* [Records supplied]

- - -

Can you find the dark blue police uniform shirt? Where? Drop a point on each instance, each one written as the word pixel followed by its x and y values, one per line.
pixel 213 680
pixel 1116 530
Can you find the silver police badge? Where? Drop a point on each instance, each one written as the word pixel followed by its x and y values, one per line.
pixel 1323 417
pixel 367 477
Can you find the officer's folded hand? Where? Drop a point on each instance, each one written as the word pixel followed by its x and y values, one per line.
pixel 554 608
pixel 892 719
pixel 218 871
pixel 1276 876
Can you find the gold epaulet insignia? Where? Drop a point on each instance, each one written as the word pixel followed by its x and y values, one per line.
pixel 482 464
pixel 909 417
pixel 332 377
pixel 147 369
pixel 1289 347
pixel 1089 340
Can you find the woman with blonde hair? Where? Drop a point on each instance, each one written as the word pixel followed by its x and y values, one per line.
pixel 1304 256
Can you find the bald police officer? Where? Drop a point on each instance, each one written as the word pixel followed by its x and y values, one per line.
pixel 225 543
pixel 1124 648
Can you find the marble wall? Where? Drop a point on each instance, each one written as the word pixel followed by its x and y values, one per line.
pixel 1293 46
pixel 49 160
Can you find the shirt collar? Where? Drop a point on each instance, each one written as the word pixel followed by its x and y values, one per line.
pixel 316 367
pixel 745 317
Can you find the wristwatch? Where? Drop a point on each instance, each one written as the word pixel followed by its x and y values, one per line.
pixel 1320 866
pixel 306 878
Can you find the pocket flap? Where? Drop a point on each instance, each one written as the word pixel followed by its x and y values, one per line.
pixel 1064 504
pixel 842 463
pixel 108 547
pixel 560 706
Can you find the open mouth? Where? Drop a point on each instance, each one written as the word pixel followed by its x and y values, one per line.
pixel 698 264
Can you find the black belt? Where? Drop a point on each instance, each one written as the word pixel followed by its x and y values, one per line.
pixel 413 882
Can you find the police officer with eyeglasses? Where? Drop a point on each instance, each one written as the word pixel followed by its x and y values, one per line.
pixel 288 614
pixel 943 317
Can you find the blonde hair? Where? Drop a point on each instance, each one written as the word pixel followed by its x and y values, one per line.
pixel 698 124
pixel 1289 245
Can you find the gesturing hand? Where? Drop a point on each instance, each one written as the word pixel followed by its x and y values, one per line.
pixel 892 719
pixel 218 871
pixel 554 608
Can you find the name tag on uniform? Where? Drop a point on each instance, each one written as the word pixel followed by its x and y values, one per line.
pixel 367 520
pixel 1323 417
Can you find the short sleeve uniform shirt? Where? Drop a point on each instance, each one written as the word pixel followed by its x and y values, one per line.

- - -

Everything in the material should be repeated exactly as written.

* [Answer to this exercise]
Can you find the dark blue police uniform shirt? Where? Drop a point on each instance, each one written as the word pixel followed by its x and y values, one per line.
pixel 213 680
pixel 1116 530
Can you find the silver police badge? Where? Drop a point on each instance, each one written as the word pixel followed by its x and y values, one per line.
pixel 1323 417
pixel 367 477
Can you find the officer's folded hand? Where? Drop a point on each instance, each one written as the word pixel followed by its x and y values, one per line.
pixel 554 608
pixel 892 719
pixel 218 871
pixel 1276 876
Can you find the gold epaulet insignia? Where? Drop a point on each instance, each one written as the word pixel followed by its x and y values, one per line.
pixel 482 464
pixel 909 417
pixel 332 377
pixel 147 369
pixel 1289 347
pixel 1089 340
Can you find the woman with blonde hair? Where? Drop a point on each instance, each one written as the word pixel followed by its x and y values, one per line.
pixel 1304 256
Can you find the bald police officer? Where? Drop a point on each instance, each one written as the word pixel followed by its x and y values, one per line.
pixel 225 543
pixel 1124 648
Can you find the marble wall? Where? Drop a point on each instance, each one written as the word pixel followed by its x and y values, one per line.
pixel 1293 46
pixel 49 160
Can you find the shirt collar? Where? Drop a point on each instance, each one written as the word pixel followed by its x and y values, one per line.
pixel 316 367
pixel 745 317
Can you find the wristwatch? Where? Drop a point on each instance, each one written as the word pixel followed by its x and y values, one per line.
pixel 1320 866
pixel 306 878
Can you find the pocket flap? Where? Drop a point on each instance, each one written as the word pixel followed by its x and y values, one per line.
pixel 1064 504
pixel 842 463
pixel 108 547
pixel 560 706
Can you find the open mouth? Where? Drop a point on each instance, each one written as the word pixel followed by its x and y values, one per line.
pixel 698 264
Can you find the black belt? Where? Drop a point on each instance, each one written as the word pixel followed by its x and y values, one per line.
pixel 413 882
Can you find the police officer with eyeglasses? Where? Drop a point on each instance, each one written as the word pixel followed by its x and y values, one per line.
pixel 288 614
pixel 943 317
Can you find the blonde hair? Where? Drop a point on each instance, each one written as the word pixel followed by its x and y values, one per line.
pixel 698 124
pixel 1289 245
Can you find the gesturing hand? Where? Drop a point on each instance, each one written as the word pixel followed by its x and y values, one per line.
pixel 892 719
pixel 218 871
pixel 554 608
Can you find the name tag on uniform? Where? Drop a point on each instance, each one written as the word pixel followed by its x and y values, one per line.
pixel 367 520
pixel 1323 417
Can you find the short sleeve uniform shirt? Where? Drop a point on each instance, each one written as the word pixel followed by its x and y values, one per line.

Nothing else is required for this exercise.